_必須タスク_
1. 水道管の凍結についての文章によると、水道管内の水が凍るとひび割れや破裂が起きるのはなぜですか。1～3文で説明してください。
2. 水道管の凍結についての文章から、「気温が氷点下4℃を下回るとき」で始まり「るので、参考にしてください。」で終わる部分を一字も変えずに出力してください。
3. 水道管の凍結についての文章を、最後の文の次から書き進めてください。

── 本文抜粋 ──

この記事では、水道管の凍結防止対策や、対処法を解説します。この記事を読めば、凍結への不安を解消できるでしょう。ぜひ最後までお読みください。
なぜ水道管は凍結する?原因と凍結しやすい場所

まずは、水道管が凍結する条件と、特に注意が必要な場所について理解を深めましょう。
気温が氷点下4℃を下回るとき
水道管が凍結する主な原因は、外気温の低下です。一般的に、気温が氷点下4℃を下回ると、水道管内の水が凍りやすくなります。水は凍ると体積が増すため、水道管の内部に強い圧力がかかり、ひび割れや破裂を引き起こします。
ただし、これはあくまで目安です。気温が氷点下4℃に達していなくても、風が強い日や日当たりが悪い場所では凍結する可能性があります。「水道凍結指数」や「水道管凍結予報」など、民間の団体や気象情報サイトが発表している指標もあるので、参考にしてください。
凍結しやすい場所
- 日当たりの悪い北側の屋外
- 風当たりの強い場所
- むき出しになっている水道管
- 使用頻度が低い屋外の蛇口
上記の場所は特に水道管が凍結しやすいため注意が必要です。

───
── 提供資料 ──

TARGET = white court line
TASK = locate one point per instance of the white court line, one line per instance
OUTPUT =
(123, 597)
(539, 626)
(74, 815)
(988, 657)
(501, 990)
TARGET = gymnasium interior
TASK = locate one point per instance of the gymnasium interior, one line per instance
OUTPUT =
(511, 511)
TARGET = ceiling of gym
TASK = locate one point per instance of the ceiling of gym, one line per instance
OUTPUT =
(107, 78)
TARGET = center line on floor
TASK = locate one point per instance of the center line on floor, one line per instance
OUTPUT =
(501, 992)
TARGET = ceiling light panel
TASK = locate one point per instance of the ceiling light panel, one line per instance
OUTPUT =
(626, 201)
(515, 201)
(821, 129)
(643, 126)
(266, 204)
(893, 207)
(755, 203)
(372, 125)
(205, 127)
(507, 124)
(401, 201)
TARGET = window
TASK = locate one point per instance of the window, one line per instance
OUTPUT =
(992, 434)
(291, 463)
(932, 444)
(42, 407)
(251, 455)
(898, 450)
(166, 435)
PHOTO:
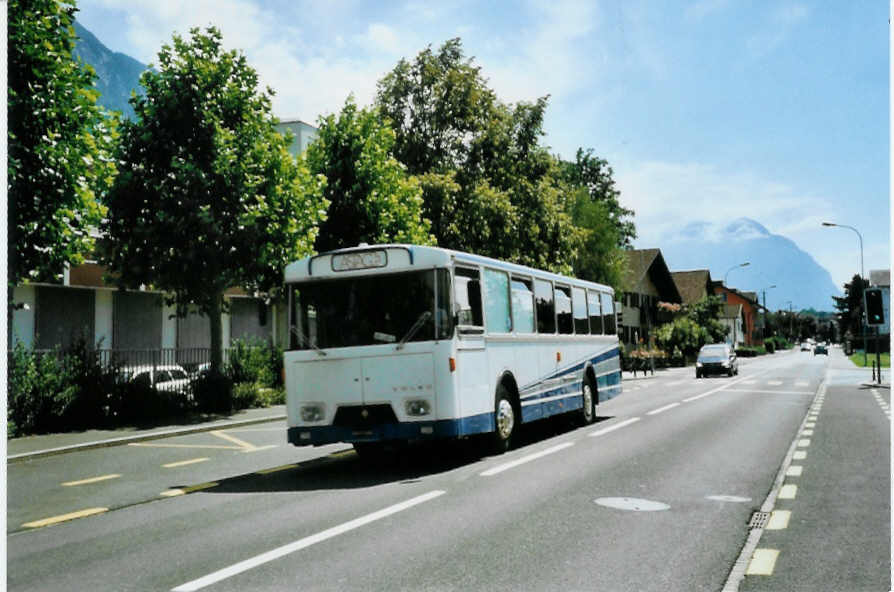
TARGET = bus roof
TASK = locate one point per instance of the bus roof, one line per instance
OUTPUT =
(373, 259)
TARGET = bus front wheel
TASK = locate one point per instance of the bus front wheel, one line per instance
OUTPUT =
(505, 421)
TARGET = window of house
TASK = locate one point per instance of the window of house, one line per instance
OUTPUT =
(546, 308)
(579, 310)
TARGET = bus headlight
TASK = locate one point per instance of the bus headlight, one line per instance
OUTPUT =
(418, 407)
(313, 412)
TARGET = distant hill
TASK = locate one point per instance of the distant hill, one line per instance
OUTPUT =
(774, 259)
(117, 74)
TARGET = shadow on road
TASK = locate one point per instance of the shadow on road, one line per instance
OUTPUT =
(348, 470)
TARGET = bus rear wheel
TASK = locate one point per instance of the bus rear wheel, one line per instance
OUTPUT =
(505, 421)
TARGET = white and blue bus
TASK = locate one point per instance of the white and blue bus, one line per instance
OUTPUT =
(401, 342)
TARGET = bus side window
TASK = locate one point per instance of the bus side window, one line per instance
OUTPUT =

───

_最終回答_
1. 水は凍ると体積が増えるため、水道管の内部に強い圧力がかかります。この圧力がひび割れや破裂を引き起こします。

2.
気温が氷点下4℃を下回るとき
水道管が凍結する主な原因は、外気温の低下です。一般的に、気温が氷点下4℃を下回ると、水道管内の水が凍りやすくなります。水は凍ると体積が増すため、水道管の内部に強い圧力がかかり、ひび割れや破裂を引き起こします。
ただし、これはあくまで目安です。気温が氷点下4℃に達していなくても、風が強い日や日当たりが悪い場所では凍結する可能性があります。「水道凍結指数」や「水道管凍結予報」など、民間の団体や気象情報サイトが発表している指標もあるので、参考にしてください。

3.
日当たりの悪い場所は、日中も気温が上がりにくく、一度冷えるとなかなか温まりません。風当たりの強い場所は熱が奪われやすく、体感温度と同じように水道管も冷えやすくなります。
さらに、使用頻度が少ない水道管は、管の中に冷たい水が滞留し続けるため、凍結する可能性が高くなります。
家庭でできる水道管の凍結防止策3選
水道管の凍結を防止するには、以下3つの方法があります。
ここでは、誰でも簡単に取り組める3つの凍結防止策をご紹介します。
防止策1. 水道管・蛇口を保温する
基本的な水道管の凍結防止策は、水道管自体を保温して冷たい外気から守る方法です。
屋外でむき出しの水道管や蛇口に、使わなくなった毛布や厚手の布などを巻きつけます。ポイントは、隙間なくぴったりと覆うことです。
さらに、保温材を巻いた上からビニールテープや防水テープを巻きつけると、雨や雪で保温材が濡れるのを防ぎ、保温効果を長持ちさせられます。
防止策2. メーターボックスに保温材を詰める
敷地内にある水道メーターボックスの蓋を開け、内部の空いているスペースに保温材を詰める方法も有効です。メーターボックスの中も、外気の影響で冷え込み、凍結の原因となる場合があります。
使い古しのタオルや布切れ、発泡スチロールなどをビニール袋に入れてから詰めると、湿気を防げて効果的です。このとき、水道メーターの検針ができるように、メーターの表示部分は見えるようにしておきましょう。
防止策3. 蛇口から少しだけ水を流しておく
特に冷え込みが厳しいと予想される夜には、蛇口から少量の水を流し続けるのも有効な防止策です。水は流れている状態では凍りにくいため、水道管が凍結しにくくなります。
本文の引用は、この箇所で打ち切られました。